Randall Smith |
Estava a ler um maravilhoso
pequeno livro do meu amigo Chris Dorn, chamado “Following Jesus on the Way:Biblical Meditations on Lenten Themes”, à luz da vela, apesar da escuridão e do
frio, e lembrei-me de que a Quaresma é frequentemente comparada ao deserto,
tanto o deserto que o povo judeu atravessou durante quarenta anos antes de
poderem entrar na Terra Prometida e o deserto para onde Jesus foi durante
quarenta dias e quarenta noites de oração e jejum.
Como diz, e bem, o
padre Dorn, o deserto é ao mesmo tempo um lugar de purificação e de tentação.
Na verdade é pouco provável alguém conseguir atingir a purificação sem a
tentação, ainda que seja apenas a tentação de não se purificar.
O deserto também
tem os seus demónios. Nunca me apetece comer carne mais do que nas
sextas-feiras da Quaresma, tal como nunca tenho mais fome do que entre aquelas refeições ligeiras de Quarta-feira de Cinzas. Cristo venceu as suas tentações
no deserto, escolhendo o caminho da Cruz acima das tentações do dinheiro, poder
e prazer e também nós o devemos fazer.
“Os sinais dos
tempos” sugerem que os Cristãos possam ter de passar um bom bocado “no
deserto”. Só Deus sabe. Sabemos que nunca é fácil deixar para trás as
“panelas de carne do Egipto”. Mas na verdade só isso nos dá liberdade.

[Registos extraídos]
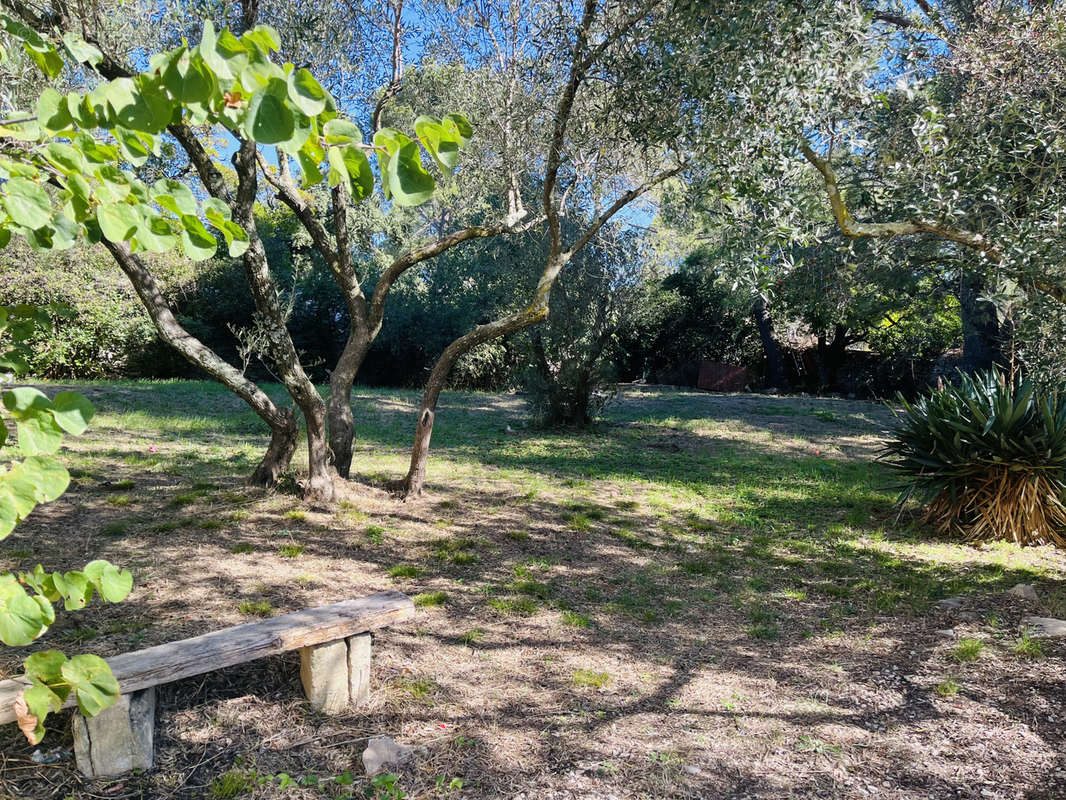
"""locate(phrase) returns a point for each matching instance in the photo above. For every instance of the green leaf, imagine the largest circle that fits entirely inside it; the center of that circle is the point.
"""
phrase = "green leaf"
(27, 203)
(75, 588)
(26, 401)
(174, 196)
(306, 93)
(110, 581)
(459, 126)
(269, 121)
(48, 476)
(53, 113)
(91, 677)
(80, 50)
(73, 412)
(156, 235)
(308, 168)
(22, 619)
(38, 435)
(197, 243)
(131, 145)
(441, 143)
(118, 221)
(409, 184)
(359, 171)
(65, 158)
(341, 131)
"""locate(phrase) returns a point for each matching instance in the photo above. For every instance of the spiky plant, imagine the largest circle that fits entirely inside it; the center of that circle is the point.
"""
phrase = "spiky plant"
(987, 457)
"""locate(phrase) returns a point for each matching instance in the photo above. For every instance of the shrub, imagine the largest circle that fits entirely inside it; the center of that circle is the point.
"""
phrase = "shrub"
(988, 458)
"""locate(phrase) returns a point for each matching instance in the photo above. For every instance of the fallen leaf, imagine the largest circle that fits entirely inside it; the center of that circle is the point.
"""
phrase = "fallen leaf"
(27, 722)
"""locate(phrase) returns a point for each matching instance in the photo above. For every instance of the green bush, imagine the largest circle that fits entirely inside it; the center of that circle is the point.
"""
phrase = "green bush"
(988, 458)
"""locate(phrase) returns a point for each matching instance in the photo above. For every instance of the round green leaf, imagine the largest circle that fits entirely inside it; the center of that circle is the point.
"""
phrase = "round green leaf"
(341, 131)
(195, 239)
(53, 114)
(38, 435)
(27, 203)
(118, 221)
(91, 677)
(49, 477)
(110, 581)
(269, 121)
(22, 619)
(73, 412)
(306, 93)
(26, 401)
(409, 184)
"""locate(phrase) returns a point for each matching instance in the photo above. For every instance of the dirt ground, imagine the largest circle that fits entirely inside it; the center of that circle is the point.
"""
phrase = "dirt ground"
(708, 597)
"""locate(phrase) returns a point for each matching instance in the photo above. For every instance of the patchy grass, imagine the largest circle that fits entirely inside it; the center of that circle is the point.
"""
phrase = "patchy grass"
(590, 678)
(733, 564)
(430, 600)
(256, 608)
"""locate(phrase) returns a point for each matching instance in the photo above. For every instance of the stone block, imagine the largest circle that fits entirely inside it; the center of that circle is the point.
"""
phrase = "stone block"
(118, 738)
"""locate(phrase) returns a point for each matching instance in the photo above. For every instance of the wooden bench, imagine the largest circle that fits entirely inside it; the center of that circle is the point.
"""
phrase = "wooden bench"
(334, 643)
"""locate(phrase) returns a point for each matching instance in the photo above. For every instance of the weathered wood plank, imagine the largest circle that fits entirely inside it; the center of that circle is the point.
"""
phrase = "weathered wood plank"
(175, 660)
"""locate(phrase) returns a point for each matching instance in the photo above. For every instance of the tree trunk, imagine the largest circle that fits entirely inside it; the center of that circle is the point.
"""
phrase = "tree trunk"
(341, 422)
(775, 364)
(285, 430)
(320, 485)
(413, 483)
(982, 341)
(283, 446)
(830, 356)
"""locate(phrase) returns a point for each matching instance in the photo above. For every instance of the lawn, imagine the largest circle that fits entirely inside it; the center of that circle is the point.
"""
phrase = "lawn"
(706, 596)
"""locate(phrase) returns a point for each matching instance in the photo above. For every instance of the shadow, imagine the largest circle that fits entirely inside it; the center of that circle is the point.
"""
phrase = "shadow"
(600, 614)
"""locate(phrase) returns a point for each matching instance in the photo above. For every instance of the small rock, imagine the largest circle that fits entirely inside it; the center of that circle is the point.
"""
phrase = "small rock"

__INSTRUÇÕES DAS TAREFAS__
#1 No texto sobre a Quaresma, o que é o deserto ao mesmo tempo, segundo o padre Dorn?
#2 Reproduza fielmente o trecho do texto sobre a Quaresma entre "Randall Smith |" e "não se purificar.", inclusive.
#3 Retome o texto sobre a Quaresma a partir do ponto em que termina.

__RESPOSTAS ÀS TAREFAS__
#1 É ao mesmo tempo um lugar de purificação e de tentação.

#2
Randall Smith |
Estava a ler um maravilhoso
pequeno livro do meu amigo Chris Dorn, chamado “Following Jesus on the Way:Biblical Meditations on Lenten Themes”, à luz da vela, apesar da escuridão e do
frio, e lembrei-me de que a Quaresma é frequentemente comparada ao deserto,
tanto o deserto que o povo judeu atravessou durante quarenta anos antes de
poderem entrar na Terra Prometida e o deserto para onde Jesus foi durante
quarenta dias e quarenta noites de oração e jejum.
Como diz, e bem, o
padre Dorn, o deserto é ao mesmo tempo um lugar de purificação e de tentação.
Na verdade é pouco provável alguém conseguir atingir a purificação sem a
tentação, ainda que seja apenas a tentação de não se purificar.

#3
A questão que a Quaresma
nos obriga a enfrentar é esta: Estamos prontos? Estamos prontos para quarenta
anos no deserto? Sessenta anos de exílio na Babilónia? Estamos prontos a
abraçar o caminho da Cruz?
Muitos católicos
partem do princípio que podem continuar a ser católicos devotos e manter o
estatuto cultural e a riqueza de que gozam outros americanos. Mas será que é
assim? Será? A Quaresma convida-nos a perguntar-nos a nós mesmos o que é que
estamos dispostos a sacrificar para viver o chamamento do Evangelho. Um bom
emprego? Uma casa num bom bairro? O carro e a roupa que condizem com a classe
social com a qual gosto de me identificar? O meu estatuto social entre os meus
vizinhos?
Pede-se aos
católicos que “abdiquem” de coisas durante a Quaresma – alguma carne, talvez
doces ou aquela colher de natas no café. São boas observâncias pessoais. Mas
temos ainda outras obrigações públicas. “Dar esmola” é uma expressão dessa
obrigação, mas há outras.
Ouçamos o que diz o
profeta Isaías:
Como se fossem
uma nação
que faz o que é
direito
e que não
abandonou
os mandamentos
do seu Deus.
Pedem-me
decisões justas
e parecem
desejosos
de que Deus se
aproxime deles.
“Por que
jejuamos”, dizem,
“e não o viste?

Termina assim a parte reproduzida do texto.